▶ ZADANIE DO WYKONANIA
Przepisz dane od początku aż do wiersza zawierającego „[73, 42, 108, 108]”, łącznie z nim. Zastąp przy tym „Task description” wyrażeniem „Instruction”, a resztę pozostaw bez zmian.

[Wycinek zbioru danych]
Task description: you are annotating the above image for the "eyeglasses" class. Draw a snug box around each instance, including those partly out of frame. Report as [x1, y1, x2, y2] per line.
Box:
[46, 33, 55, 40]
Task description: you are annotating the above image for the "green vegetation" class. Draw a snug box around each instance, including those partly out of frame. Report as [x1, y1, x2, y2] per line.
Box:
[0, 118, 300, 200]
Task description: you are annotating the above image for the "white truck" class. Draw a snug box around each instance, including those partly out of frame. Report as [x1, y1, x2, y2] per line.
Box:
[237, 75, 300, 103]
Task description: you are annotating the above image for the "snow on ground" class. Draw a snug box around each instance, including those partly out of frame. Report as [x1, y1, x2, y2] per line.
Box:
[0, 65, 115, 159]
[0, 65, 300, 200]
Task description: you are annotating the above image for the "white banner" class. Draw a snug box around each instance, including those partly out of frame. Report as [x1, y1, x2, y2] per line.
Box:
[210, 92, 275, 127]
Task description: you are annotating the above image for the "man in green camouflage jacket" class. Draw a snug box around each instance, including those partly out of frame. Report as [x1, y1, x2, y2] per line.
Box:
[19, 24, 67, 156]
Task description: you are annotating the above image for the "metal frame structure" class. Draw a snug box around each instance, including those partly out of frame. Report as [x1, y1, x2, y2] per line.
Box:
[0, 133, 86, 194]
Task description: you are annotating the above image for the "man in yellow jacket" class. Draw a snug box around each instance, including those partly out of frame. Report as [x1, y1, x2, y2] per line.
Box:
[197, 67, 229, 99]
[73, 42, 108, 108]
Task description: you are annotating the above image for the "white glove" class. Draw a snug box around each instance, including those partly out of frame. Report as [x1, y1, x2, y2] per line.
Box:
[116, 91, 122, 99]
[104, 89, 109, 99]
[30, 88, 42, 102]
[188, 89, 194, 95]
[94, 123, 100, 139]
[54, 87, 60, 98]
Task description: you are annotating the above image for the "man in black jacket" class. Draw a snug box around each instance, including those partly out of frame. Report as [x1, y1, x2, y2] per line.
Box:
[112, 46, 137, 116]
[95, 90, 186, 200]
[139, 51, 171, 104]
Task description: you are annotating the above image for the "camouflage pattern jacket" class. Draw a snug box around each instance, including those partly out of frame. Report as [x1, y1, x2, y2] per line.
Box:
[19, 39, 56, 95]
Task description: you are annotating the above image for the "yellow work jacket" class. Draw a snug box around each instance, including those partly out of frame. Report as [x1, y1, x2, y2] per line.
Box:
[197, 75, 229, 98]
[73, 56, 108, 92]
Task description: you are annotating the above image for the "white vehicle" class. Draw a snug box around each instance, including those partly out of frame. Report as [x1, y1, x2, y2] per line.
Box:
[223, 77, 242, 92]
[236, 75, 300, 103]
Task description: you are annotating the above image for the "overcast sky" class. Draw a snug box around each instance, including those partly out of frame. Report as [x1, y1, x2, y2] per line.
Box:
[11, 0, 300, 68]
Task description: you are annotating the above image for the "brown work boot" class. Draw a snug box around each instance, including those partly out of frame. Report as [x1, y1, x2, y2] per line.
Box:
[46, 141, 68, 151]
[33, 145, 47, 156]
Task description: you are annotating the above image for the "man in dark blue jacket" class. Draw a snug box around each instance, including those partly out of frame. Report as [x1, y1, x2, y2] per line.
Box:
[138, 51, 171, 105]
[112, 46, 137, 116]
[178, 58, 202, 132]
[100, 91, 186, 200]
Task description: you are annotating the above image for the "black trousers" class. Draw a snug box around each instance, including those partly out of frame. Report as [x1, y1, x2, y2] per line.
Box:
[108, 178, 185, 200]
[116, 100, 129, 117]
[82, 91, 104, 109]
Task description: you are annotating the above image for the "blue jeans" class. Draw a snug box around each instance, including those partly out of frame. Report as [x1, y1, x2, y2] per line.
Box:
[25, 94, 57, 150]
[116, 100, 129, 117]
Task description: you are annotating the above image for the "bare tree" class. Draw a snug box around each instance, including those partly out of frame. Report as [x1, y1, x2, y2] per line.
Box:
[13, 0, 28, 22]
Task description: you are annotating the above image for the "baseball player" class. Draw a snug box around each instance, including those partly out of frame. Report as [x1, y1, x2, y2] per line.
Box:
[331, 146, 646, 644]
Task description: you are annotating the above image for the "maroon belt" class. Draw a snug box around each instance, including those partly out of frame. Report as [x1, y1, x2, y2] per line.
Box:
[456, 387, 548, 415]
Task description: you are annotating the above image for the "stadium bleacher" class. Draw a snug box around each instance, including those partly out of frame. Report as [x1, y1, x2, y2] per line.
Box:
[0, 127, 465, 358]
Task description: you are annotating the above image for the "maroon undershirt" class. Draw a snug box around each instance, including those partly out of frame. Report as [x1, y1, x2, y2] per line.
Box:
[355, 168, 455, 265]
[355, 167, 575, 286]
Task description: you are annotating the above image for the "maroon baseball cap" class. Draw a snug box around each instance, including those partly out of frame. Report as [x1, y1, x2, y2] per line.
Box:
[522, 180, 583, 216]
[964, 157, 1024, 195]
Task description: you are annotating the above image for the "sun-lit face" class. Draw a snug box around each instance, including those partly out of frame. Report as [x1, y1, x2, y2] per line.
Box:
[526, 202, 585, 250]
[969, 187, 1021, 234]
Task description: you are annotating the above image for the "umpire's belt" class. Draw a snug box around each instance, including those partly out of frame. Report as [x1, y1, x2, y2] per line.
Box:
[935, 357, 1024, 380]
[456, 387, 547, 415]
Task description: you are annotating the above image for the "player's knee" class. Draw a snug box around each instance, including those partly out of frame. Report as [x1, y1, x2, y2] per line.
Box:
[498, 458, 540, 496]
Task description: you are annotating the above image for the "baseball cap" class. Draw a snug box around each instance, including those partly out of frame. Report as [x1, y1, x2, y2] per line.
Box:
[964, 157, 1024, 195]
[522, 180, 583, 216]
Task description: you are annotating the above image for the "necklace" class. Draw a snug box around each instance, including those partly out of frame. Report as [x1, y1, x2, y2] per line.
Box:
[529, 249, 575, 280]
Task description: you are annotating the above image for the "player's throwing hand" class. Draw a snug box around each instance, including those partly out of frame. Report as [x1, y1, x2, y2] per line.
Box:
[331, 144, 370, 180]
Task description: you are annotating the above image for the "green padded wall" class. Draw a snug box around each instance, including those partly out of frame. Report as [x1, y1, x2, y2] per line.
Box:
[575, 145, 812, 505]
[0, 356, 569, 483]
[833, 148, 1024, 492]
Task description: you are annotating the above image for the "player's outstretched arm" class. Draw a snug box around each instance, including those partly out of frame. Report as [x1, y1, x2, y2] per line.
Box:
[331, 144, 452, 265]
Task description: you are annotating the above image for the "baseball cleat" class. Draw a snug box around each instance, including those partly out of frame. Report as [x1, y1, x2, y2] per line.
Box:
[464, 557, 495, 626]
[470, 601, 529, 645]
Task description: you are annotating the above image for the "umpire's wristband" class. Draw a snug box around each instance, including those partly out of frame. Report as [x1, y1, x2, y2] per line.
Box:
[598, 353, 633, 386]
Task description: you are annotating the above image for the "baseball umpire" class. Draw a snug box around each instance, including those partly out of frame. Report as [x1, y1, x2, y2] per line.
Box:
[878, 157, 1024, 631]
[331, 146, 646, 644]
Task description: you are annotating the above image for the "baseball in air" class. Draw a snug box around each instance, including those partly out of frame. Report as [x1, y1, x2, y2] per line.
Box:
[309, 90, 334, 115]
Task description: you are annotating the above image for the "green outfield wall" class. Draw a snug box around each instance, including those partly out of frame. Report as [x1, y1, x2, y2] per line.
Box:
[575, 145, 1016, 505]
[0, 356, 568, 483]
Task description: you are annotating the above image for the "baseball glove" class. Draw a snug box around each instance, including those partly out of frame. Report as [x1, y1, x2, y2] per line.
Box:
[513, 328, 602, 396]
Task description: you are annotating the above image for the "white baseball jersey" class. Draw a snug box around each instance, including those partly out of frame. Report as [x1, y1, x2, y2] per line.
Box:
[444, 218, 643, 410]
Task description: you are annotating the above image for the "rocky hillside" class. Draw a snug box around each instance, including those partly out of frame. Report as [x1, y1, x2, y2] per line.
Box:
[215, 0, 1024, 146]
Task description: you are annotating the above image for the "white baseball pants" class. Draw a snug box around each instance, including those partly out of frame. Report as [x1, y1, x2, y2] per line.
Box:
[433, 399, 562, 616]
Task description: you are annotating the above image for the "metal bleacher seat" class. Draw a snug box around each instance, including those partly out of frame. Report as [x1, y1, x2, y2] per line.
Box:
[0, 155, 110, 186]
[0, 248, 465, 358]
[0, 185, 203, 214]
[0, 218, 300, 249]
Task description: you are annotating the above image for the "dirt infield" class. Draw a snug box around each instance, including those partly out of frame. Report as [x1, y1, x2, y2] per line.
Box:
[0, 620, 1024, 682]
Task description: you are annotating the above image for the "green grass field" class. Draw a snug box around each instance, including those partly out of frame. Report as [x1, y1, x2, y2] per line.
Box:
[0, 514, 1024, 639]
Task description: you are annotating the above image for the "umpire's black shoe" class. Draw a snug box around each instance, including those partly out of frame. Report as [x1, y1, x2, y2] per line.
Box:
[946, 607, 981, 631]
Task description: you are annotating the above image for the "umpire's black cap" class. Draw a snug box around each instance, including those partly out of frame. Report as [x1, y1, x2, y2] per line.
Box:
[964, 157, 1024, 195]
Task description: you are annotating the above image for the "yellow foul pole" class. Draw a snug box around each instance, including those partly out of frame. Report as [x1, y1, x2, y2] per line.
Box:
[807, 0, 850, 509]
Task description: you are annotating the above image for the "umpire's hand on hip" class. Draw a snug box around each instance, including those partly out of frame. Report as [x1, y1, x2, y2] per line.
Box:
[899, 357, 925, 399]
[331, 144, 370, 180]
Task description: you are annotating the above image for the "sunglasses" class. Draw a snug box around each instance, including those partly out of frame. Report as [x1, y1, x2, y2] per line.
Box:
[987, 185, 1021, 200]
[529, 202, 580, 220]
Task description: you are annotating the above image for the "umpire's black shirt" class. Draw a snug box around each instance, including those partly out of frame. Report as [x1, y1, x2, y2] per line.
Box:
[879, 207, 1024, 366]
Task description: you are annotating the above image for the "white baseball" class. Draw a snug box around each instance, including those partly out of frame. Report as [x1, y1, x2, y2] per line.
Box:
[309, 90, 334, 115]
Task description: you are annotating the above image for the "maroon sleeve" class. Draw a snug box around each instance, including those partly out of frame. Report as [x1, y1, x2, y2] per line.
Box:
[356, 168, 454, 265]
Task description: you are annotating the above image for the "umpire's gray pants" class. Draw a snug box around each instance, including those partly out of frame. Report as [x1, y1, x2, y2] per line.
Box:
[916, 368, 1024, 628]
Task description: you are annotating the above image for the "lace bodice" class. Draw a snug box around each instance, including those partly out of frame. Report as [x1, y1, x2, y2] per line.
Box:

▶ WYNIK ĆWICZENIA
Instruction: you are annotating the above image for the "eyeglasses" class. Draw a snug box around each instance, including those partly out of frame. Report as [x1, y1, x2, y2] per line.
Box:
[46, 33, 55, 40]
Instruction: you are annotating the above image for the "green vegetation" class. Draw a snug box around each instance, including those partly out of frame. Report as [x1, y1, x2, y2] per line.
Box:
[0, 118, 300, 200]
Instruction: you are annotating the above image for the "white truck" class. Draw a snug box around each instance, including those partly out of frame. Report as [x1, y1, x2, y2] per line.
Box:
[237, 75, 300, 103]
Instruction: you are annotating the above image for the "snow on ground" class. Draw a snug box around each instance, including those partly out of frame. Report as [x1, y1, x2, y2] per line.
Box:
[0, 65, 115, 159]
[0, 65, 300, 200]
Instruction: you are annotating the above image for the "white banner" class. Draw a snug box around each instance, including those partly out of frame. Report as [x1, y1, x2, y2] per line.
Box:
[210, 92, 275, 127]
Instruction: you are annotating the above image for the "man in green camouflage jacket" class. Draw a snug box around each instance, including those partly out of frame. Report as [x1, y1, x2, y2] per line.
Box:
[19, 24, 67, 156]
Instruction: you are annotating the above image for the "metal frame structure" class. Draw a snug box around each instance, including those partly out of frame. Report as [x1, y1, x2, y2] per line.
Box:
[0, 133, 86, 194]
Instruction: you are annotating the above image for the "man in yellow jacket" class. Draw a snug box around each instance, including those partly out of frame. Report as [x1, y1, x2, y2] per line.
Box:
[197, 67, 229, 99]
[73, 42, 108, 108]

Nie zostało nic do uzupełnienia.